CONSIGNE: Relevez toutes les entreprises citées nommément dans le texte ci-dessous consacré à la genèse de Dino Crisis 3.

DOCUMENT:
--*--
Puisqu’il n’y a plus personne pour s’occuper de Dino Crisis, Kobayashi nomme Hiroyuki Maruhama à la tête du troisième volet de la saga aux dinos. Ce dernier, débauché de SEGA dispose déjà d’une belle expérience dans le domaine du survival-horror puisqu’au sein l’équipe AM7, il fut directeur de Deep Fear sur Saturn en 1998. Ce dernier, empruntant déjà à l’époque autant aux jeux d’action qu’aux Resident Evil traditionnels, laissait entrevoir ce que pouvait donner la recette généreusement farcie de testostérone ; avec toutefois un peu plus de retenu que ce que donnera le survitaminé Dino Crisis 2. Mais comme il est de coutume au sein de chez Capcom à cette époque, vous vous doutez bien que rien ne se déroulera selon les plans et quelques couacs viendront gripper la mécanique.
Tout d’abord, les avancées techniques de Capcom sont assez prodigieuses en ce début de nouveau millénaire. Les premiers screenshot du remake de Resident Evil dévoilé dans la presse par exemple font montre d’une modélisation 3D des personnages d’une finesse ahurissante et d’un jeu de lumière dynamique prêtant un réalisme effroyable d’horreur à des décors détaillés. Sur Dino Crisis 3, un soin tout aussi exigeant est apporté à la modélisation et il est décidé d’en faire un jeu d’action dans la lignée directe du second volet. Un framerate sans faille est alors requis. La caméra doit être dynamique, et une full 3D est souhaitable, bref, Capcom veut frapper fort et le hardware Playstation 2 qui gère très bien la 3D précalculée comme le montrera Onimusha sorti très tôt dessus, fait la grimace avec un jeu plus gourmand en ressource. En vérité, le projet est très vite accaparé par un Microsoft affamé qui a du flair et désire se doter de plusieurs jeux intéressants. Et puis faut dire que leur Xbox est un monstre aux possibilités techniques incroyables. D’autant que Sony joue les têtes de nœud avec la patience de Mikami, comme à leur habitude lorsqu’ils sont archi leader du marché, si bien que le patron de la division 4 de production de Capcom n’hésitera pas bien longtemps avant de faire valser dans le décor le monolithe noir pour aller lorgner ailleurs. N’ayant pas beaucoup plus de contacts amicaux avec Microsoft, Mikami laissera finalement Kobayashi décider de l’avenir de Dino Crisis 3. Le jeu deviendra une exclusivité Xbox et ceci de façon officielle à l’automne 2002, après une présentation à l’E3 de la même année sur le stand de la société de Redmont.
--*--
DONNÉES:
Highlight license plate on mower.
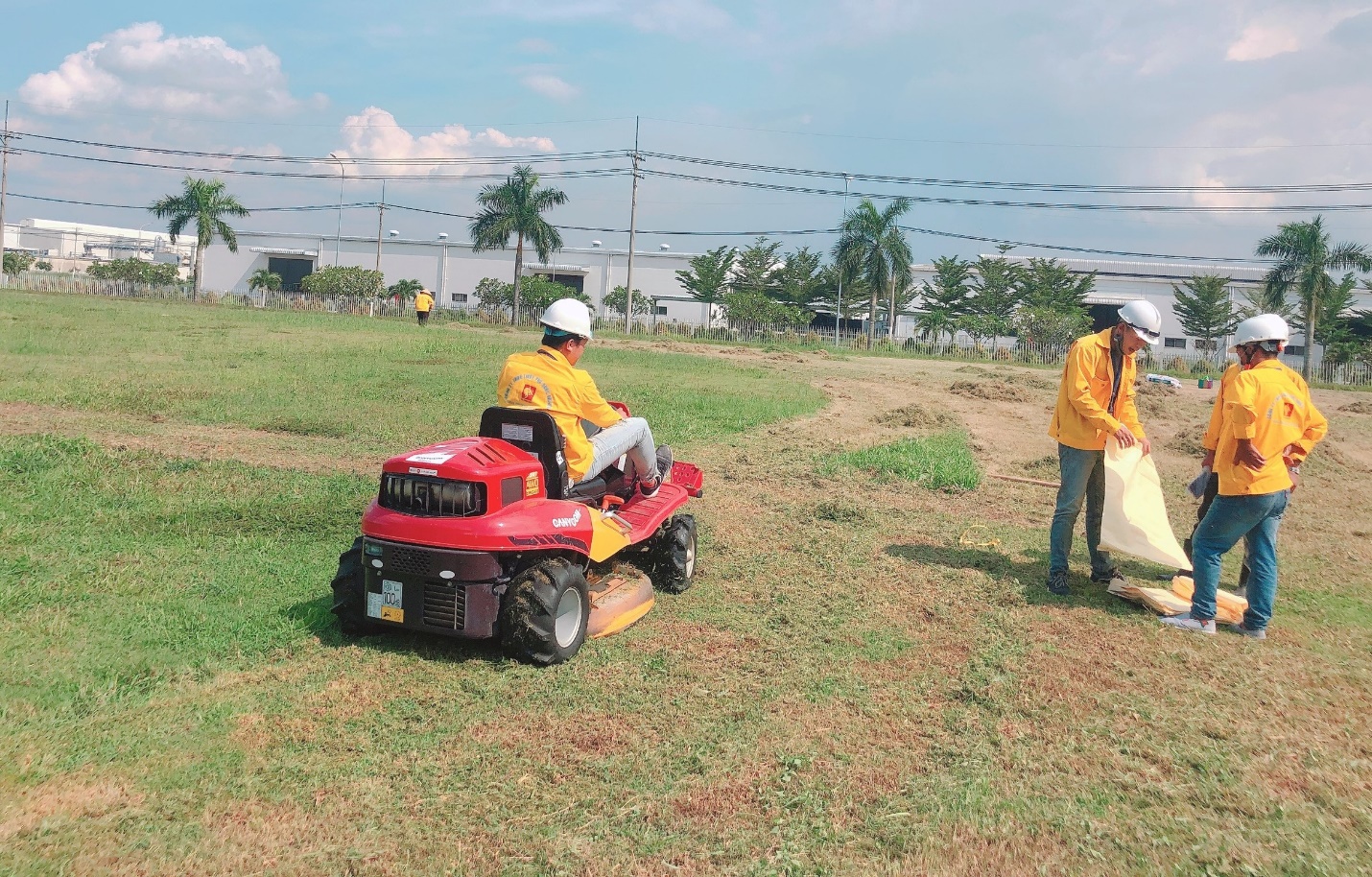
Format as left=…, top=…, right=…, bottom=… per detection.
left=367, top=580, right=405, bottom=625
--*--
RÉPONSE:
- SEGA
- Capcom
- Microsoft
- Sony